#### EXERCISE:
Copy out the data below, replacing "pick planner" with "grasp planner" everywhere it occurs and leaving everything else unchanged.

── MATERIAL FOR THE TASK

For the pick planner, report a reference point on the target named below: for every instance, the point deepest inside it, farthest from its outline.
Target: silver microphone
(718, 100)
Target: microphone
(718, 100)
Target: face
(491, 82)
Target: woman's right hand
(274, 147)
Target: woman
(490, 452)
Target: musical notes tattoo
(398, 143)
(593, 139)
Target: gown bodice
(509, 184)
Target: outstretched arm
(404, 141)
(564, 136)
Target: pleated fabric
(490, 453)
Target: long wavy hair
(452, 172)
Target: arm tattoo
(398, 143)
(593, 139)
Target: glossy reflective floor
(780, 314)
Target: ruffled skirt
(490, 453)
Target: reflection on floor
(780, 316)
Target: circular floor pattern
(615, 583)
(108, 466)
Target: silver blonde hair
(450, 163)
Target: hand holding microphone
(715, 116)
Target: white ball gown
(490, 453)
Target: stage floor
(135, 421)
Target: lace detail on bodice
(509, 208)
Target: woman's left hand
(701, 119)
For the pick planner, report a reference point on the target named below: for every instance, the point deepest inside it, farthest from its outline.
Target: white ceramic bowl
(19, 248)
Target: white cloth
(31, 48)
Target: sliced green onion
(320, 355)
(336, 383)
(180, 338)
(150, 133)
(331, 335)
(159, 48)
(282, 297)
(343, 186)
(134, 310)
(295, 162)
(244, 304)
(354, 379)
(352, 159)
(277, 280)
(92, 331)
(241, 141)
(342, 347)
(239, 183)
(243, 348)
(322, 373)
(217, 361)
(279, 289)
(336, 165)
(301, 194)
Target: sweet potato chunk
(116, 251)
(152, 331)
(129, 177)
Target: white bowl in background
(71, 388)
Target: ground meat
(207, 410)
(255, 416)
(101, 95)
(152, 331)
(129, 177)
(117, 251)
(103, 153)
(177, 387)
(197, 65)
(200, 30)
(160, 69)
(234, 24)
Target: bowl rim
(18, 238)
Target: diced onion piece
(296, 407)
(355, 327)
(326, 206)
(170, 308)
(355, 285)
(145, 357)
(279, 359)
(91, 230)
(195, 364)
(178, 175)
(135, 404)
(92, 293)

────

#### TASK RESULT:
For the grasp planner, report a reference point on the target named below: for every instance, the point deepest inside it, farthest from its outline.
Target: silver microphone
(718, 100)
Target: microphone
(718, 100)
Target: face
(491, 82)
Target: woman's right hand
(274, 147)
Target: woman
(490, 452)
Target: musical notes tattoo
(398, 143)
(593, 139)
Target: gown bodice
(509, 184)
Target: outstretched arm
(404, 141)
(564, 136)
Target: pleated fabric
(490, 453)
Target: long wavy hair
(452, 172)
Target: arm tattoo
(398, 143)
(593, 139)
Target: glossy reflective floor
(780, 314)
Target: ruffled skirt
(490, 453)
Target: reflection on floor
(780, 316)
Target: circular floor pattern
(615, 583)
(108, 466)
Target: silver blonde hair
(450, 163)
Target: hand holding microphone
(715, 116)
Target: white ball gown
(490, 453)
Target: stage floor
(135, 421)
Target: lace detail on bodice
(509, 208)
Target: woman's left hand
(701, 119)
For the grasp planner, report a reference point on the target named below: for every instance, the point deepest inside it, farthest from its outline.
Target: white ceramic bowl
(19, 248)
Target: white cloth
(31, 48)
Target: sliced green onion
(320, 355)
(336, 383)
(180, 338)
(150, 133)
(331, 335)
(159, 48)
(282, 297)
(343, 186)
(134, 310)
(295, 162)
(244, 304)
(354, 379)
(352, 159)
(277, 280)
(92, 331)
(241, 141)
(342, 347)
(239, 183)
(243, 348)
(322, 373)
(217, 361)
(279, 289)
(336, 165)
(301, 194)
Target: sweet potato chunk
(116, 251)
(152, 331)
(129, 177)
Target: white bowl in background
(71, 388)
Target: ground meat
(207, 410)
(255, 416)
(101, 95)
(152, 331)
(129, 177)
(117, 251)
(103, 153)
(177, 387)
(197, 65)
(200, 30)
(160, 69)
(234, 24)
Target: bowl rim
(18, 238)
Target: diced onion piece
(296, 407)
(355, 327)
(326, 206)
(170, 308)
(355, 285)
(145, 357)
(279, 359)
(91, 230)
(195, 364)
(178, 175)
(135, 404)
(92, 293)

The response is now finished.